## [Your objective]
Identify every line in the records that contains the word "positive", and copy each of those lines in full.

## [Input data]
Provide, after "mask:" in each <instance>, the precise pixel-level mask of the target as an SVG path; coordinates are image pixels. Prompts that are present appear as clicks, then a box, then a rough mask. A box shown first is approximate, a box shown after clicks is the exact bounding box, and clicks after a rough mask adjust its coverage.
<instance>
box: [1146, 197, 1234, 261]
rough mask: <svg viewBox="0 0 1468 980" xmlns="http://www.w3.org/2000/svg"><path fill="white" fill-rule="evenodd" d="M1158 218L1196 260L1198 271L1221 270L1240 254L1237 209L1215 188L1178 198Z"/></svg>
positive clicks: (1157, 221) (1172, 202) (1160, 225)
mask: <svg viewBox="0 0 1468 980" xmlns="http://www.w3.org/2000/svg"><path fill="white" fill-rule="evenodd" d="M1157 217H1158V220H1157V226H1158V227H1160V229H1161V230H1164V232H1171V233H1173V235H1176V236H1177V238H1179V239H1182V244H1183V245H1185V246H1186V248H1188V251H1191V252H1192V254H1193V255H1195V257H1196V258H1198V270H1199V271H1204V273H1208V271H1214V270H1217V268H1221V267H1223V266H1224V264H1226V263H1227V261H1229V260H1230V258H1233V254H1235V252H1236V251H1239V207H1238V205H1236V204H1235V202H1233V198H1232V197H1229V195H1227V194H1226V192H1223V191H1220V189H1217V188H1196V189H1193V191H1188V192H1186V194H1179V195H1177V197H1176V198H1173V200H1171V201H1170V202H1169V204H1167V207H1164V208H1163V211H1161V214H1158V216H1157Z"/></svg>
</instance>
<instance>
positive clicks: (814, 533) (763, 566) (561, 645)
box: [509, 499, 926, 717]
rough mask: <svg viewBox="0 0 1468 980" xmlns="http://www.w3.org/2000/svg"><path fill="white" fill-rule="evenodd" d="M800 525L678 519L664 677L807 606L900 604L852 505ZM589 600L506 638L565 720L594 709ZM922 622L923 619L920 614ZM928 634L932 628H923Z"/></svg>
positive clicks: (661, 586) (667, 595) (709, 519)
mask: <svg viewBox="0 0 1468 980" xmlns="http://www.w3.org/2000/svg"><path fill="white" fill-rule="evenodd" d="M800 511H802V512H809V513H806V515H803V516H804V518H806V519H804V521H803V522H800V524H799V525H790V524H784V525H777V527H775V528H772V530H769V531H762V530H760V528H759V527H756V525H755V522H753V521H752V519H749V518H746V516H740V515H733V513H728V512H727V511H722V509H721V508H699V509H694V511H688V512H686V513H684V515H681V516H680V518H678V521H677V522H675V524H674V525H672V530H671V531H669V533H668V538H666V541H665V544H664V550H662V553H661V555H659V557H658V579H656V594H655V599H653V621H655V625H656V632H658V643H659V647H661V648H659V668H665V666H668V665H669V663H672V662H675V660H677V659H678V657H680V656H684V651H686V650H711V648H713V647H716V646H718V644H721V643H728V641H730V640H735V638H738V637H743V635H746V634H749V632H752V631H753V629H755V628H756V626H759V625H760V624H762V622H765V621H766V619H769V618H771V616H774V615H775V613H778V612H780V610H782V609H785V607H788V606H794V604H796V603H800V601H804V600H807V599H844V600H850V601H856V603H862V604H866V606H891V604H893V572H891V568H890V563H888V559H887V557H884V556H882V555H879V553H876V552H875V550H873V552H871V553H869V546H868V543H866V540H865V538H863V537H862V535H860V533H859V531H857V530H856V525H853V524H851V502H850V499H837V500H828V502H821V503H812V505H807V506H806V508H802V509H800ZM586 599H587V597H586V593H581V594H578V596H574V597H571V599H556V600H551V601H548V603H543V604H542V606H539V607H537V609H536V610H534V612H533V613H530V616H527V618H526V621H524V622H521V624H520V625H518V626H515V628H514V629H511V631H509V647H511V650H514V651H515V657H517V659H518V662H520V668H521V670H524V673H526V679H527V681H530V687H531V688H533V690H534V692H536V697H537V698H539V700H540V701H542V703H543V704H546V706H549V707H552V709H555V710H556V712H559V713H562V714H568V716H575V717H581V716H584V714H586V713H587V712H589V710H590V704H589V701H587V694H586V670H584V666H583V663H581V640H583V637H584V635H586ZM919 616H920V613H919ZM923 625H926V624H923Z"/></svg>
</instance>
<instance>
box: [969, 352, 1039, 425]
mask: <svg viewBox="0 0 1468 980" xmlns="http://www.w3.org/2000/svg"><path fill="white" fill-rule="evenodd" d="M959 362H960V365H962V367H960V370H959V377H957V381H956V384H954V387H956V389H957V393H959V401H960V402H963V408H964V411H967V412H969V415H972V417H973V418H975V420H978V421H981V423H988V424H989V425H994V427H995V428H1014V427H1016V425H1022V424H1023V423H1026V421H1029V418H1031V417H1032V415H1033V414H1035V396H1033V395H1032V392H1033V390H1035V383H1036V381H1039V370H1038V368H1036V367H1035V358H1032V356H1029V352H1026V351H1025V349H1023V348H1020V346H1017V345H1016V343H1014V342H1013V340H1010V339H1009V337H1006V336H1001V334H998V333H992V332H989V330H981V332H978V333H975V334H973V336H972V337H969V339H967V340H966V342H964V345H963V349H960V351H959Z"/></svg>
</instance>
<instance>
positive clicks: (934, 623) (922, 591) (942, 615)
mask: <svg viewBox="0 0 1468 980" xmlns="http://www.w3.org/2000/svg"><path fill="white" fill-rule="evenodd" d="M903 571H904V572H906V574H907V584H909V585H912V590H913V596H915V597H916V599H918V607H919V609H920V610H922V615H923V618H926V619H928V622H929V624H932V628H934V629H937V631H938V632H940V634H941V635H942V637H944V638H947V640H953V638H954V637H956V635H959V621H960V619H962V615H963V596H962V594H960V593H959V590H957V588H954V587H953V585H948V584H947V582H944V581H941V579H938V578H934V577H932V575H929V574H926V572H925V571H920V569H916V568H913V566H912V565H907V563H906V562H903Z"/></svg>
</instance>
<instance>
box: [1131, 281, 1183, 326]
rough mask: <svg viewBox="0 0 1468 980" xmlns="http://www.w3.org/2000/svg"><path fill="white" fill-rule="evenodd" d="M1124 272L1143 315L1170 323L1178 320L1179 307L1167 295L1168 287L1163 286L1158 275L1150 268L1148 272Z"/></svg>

## [Task result]
positive clicks: (1157, 221) (1172, 202) (1160, 225)
positive clicks: (814, 533) (763, 566) (561, 645)
positive clicks: (661, 586) (667, 595) (709, 519)
positive clicks: (934, 623) (922, 591) (942, 615)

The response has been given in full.